Смотрим и тоскуем по черному хлебу, по разваристой картошке. Все стали
жаловаться на недостаток витаминов. Их сколько угодно в военном ларьке,
и все в роскошной упаковке с мудреными учеными названиями. Но разве
самая лучшая пилюля или таблетка заменит живую луковицу или головку
чесноку? Я протелеграфировал жене просьбу прислать мне с нашим самолетом
хоть пару чесночных головок. Когда прибыла посылка, наш стол ликовал.
— Чеснок, он как юмор — такая же драгоценная вещь, — говорил Николай
Жуков, густо натирая поджаристую корочку безвкусного хлеба, — С ним,
братцы, любую дрянь съешь да еще и оближешь.
Очевидно, консервированная еда так же печально действовала не только на
русские желудки. Когда мы садились за обед, благоухание чеснока
расплывалось по залу и обязательно какая-нибудь соседствующая с нами
нация шла к нам за русской помощью. Уже на следующий день мы все
соответственно благоухали и в зале заседания.

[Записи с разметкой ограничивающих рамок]
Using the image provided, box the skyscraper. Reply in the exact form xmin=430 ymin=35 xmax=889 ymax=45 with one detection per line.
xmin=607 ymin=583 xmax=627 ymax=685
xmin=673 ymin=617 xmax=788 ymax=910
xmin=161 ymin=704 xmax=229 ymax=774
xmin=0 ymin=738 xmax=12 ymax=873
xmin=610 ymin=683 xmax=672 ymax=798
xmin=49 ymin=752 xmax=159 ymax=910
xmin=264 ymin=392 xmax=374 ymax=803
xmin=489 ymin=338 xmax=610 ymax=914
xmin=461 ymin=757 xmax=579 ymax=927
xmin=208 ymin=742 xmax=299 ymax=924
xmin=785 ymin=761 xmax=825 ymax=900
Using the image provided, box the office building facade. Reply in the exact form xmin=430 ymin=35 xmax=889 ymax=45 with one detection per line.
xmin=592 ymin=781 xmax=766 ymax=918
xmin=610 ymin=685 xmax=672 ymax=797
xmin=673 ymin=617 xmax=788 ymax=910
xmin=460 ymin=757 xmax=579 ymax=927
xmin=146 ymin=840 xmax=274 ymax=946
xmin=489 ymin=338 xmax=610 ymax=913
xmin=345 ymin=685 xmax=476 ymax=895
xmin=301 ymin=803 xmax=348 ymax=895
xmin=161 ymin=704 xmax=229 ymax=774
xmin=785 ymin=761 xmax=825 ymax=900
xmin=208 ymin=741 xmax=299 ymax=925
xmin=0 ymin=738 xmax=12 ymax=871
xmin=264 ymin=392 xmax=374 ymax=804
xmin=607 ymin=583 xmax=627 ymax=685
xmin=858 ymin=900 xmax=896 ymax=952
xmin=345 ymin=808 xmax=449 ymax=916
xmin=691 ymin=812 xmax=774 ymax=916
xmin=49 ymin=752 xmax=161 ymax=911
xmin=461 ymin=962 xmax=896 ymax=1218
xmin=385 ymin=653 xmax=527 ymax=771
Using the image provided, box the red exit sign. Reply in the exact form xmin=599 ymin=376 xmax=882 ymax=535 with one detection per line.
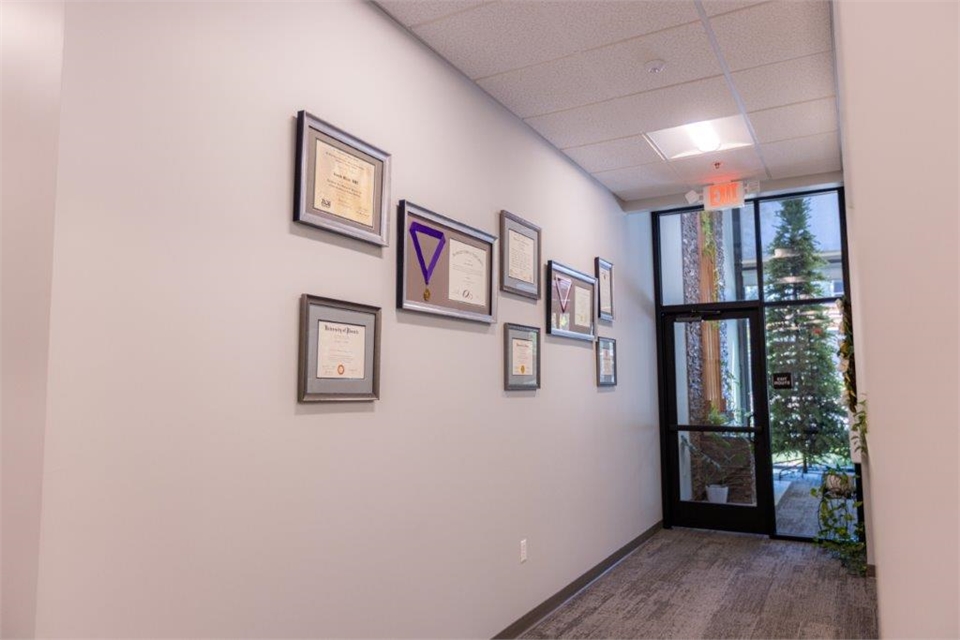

...

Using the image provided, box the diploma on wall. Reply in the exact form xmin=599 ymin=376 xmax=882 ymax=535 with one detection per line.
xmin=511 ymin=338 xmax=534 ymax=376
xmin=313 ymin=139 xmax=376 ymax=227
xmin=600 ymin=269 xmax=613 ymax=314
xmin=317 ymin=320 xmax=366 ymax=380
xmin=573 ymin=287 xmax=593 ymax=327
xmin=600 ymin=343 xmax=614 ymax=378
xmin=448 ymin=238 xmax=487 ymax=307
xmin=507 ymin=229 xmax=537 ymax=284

**Задание A**
Пожалуйста, определите, согласуются ли с текстом о чесноке утверждения (i), (ii) и (iii). К каждому ответу «да» или «нет» приложите решающие слова текста в виде точной цитаты.
(i) Жене отправили телеграмму с просьбой прислать чеснок.
(ii) В военном ларьке витаминов не было.
(iii) Николай Жуков сравнивал чеснок с юмором.
**Задание B**
Подсчитайте, в скольких строках записей встречается строка «exact» (точное совпадение). В ответе укажите только число.

**Ответ к заданию A**
(i) Да: «Я протелеграфировал жене просьбу прислать мне с нашим самолетом хоть пару чесночных головок».
(ii) Нет: «Их сколько угодно в военном ларьке».
(iii) Да: «Чеснок, он как юмор — такая же драгоценная вещь».

**Ответ к заданию B**
4